_Reading text_:
Friday, April 16, 2010

pet peeves.

Today's a sad sad day.

I'm too mean, I'm too nice.
clearly there's something wrong with me.

I hate how, when it comes to people I have known for more than 3 yrs, and i know them so well, it's hard for me to tell them what irritates me.
Let's say, they're doing something thts annoying me, but i wouldnt have the heart to tell them to stop doing it....because i'd feel like an ASSHOLE.
I understand caring is part of being a good friend...but it gets really annoying when people DEMAND me to tell them whats wrong...just cause I'm not smiling, or I'm not talking.
you know, it's human to NOT smile, and I can be quiet when i feel like it. DOES IT MEAN I'M SAD? no....... -_-
And if you were close to me, I'd tell you what's wrong. you dont have to force it out of me.

And to finish my rant of pet peeves, I don't like it when people cling on to me. LITERALLY. once in a while is okay..... BUT I DONT FEEL LIKE LINKING ARMS WITH SOMEONE EVERYDAY AND BEING DRAGGED AROUND LIKE A DOG.

A sad day brings sad thoughts. i kinda got teary eyed when i got home today. my mom asked me what was wrong, and i told her tht i was sad.
she was REALLY surprised. she's like how could school make you sad?.....

_The task_:
Repeat everything in the pet peeves post from "Today's a sad" down to "it out of me.".

_Extracted material_:

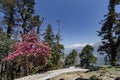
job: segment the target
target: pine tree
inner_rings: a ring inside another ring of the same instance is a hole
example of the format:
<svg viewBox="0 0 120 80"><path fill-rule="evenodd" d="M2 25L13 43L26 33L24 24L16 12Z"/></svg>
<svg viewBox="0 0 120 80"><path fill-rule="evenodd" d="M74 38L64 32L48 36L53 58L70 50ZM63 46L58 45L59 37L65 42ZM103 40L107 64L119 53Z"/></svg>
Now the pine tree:
<svg viewBox="0 0 120 80"><path fill-rule="evenodd" d="M17 10L17 16L16 23L18 26L22 27L23 34L29 32L31 29L37 28L36 33L39 34L40 25L42 24L44 18L42 21L40 20L40 17L38 15L34 15L34 0L16 0L16 10ZM22 24L22 25L21 25Z"/></svg>
<svg viewBox="0 0 120 80"><path fill-rule="evenodd" d="M60 27L58 20L58 33L55 36L55 45L53 47L53 53L56 55L56 66L58 68L63 68L63 57L64 57L64 45L60 43L61 41Z"/></svg>
<svg viewBox="0 0 120 80"><path fill-rule="evenodd" d="M65 58L65 67L76 66L77 55L77 51L72 50L72 52Z"/></svg>
<svg viewBox="0 0 120 80"><path fill-rule="evenodd" d="M120 46L120 27L118 25L117 13L115 12L115 5L119 0L110 0L108 6L108 14L105 16L106 19L103 21L101 31L99 35L102 37L103 45L100 46L98 51L105 52L109 56L110 64L116 65L116 57L118 54L118 47ZM118 33L118 34L117 34Z"/></svg>
<svg viewBox="0 0 120 80"><path fill-rule="evenodd" d="M96 63L97 58L93 55L94 48L86 45L79 54L81 67L89 68L91 64Z"/></svg>
<svg viewBox="0 0 120 80"><path fill-rule="evenodd" d="M15 26L15 3L14 0L0 0L0 10L4 14L5 23L4 26L7 26L7 35L10 38L13 33L13 26Z"/></svg>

_Correct output_:
Today's a sad sad day.

I'm too mean, I'm too nice.
clearly there's something wrong with me.

I hate how, when it comes to people I have known for more than 3 yrs, and i know them so well, it's hard for me to tell them what irritates me.
Let's say, they're doing something thts annoying me, but i wouldnt have the heart to tell them to stop doing it....because i'd feel like an ASSHOLE.
I understand caring is part of being a good friend...but it gets really annoying when people DEMAND me to tell them whats wrong...just cause I'm not smiling, or I'm not talking.
you know, it's human to NOT smile, and I can be quiet when i feel like it. DOES IT MEAN I'M SAD? no....... -_-
And if you were close to me, I'd tell you what's wrong. you dont have to force it out of me.